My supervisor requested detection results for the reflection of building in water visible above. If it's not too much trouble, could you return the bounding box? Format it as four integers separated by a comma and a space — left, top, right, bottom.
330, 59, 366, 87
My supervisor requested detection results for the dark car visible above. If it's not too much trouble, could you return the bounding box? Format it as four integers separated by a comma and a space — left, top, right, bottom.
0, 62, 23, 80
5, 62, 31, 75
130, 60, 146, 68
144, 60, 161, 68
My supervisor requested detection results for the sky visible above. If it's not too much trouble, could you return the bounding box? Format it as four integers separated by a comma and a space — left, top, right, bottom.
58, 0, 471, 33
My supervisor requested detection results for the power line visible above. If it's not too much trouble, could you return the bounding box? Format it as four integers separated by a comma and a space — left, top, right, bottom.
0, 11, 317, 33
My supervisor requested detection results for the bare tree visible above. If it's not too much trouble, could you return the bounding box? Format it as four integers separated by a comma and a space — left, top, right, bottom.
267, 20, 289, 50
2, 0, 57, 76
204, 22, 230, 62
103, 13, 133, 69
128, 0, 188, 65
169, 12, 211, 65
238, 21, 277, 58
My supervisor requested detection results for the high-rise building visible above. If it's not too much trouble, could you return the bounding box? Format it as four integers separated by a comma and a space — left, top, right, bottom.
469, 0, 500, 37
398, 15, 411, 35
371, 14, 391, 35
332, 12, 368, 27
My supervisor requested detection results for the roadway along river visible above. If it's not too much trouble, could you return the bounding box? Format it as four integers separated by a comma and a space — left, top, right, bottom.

| Set problem |
Print the data above verbatim, every line in its original order and with no changes.

| Solution to the exercise |
My supervisor requested detection results for the reflection of building in water visible above. If it's not too much trouble, could you return the bounding box? Format it as four integers separated by a comma and a space — left, top, right, bottom.
330, 59, 366, 87
My supervisor requested detection results for the dark car visible above. If it's not too much trouble, could you return the bounding box? Format it as four integers separated by a comma and a space — left, top, right, bottom.
0, 62, 23, 80
5, 62, 31, 75
130, 60, 146, 68
144, 60, 161, 68
My supervisor requested detection results for the sky visible above. If it's not too much trouble, could you return the bounding box? Format it as four integers separated by a comma and a space — left, top, right, bottom.
58, 0, 471, 33
My supervisor requested detection results for the power line visible above. If it's not too much trouble, could you return the bounding box? Format it as four integers separated by a comma and a space — left, top, right, bottom.
0, 11, 317, 33
My supervisor requested detection results for the bare tree visible above. If it's not too much trouble, could you return the bounding box? Format it as four integers separated by a comma and a space — left, top, right, bottom.
267, 20, 289, 50
2, 0, 57, 76
204, 22, 230, 62
103, 13, 133, 69
128, 0, 188, 65
169, 12, 211, 65
238, 21, 277, 58
My supervisor requested detection results for the high-rise building visible above. If it's not too much trouble, could you return the bounding box? Format it as four integers separated by a comma and a space — left, top, right, bottom.
469, 0, 500, 37
398, 15, 411, 35
371, 14, 391, 35
332, 12, 368, 27
My supervisor requested detection results for the roadway along river visible above. If it's not too much trouble, could you return the bounding box? Format it as four integers separated by a comma and a space — left, top, right, bottom.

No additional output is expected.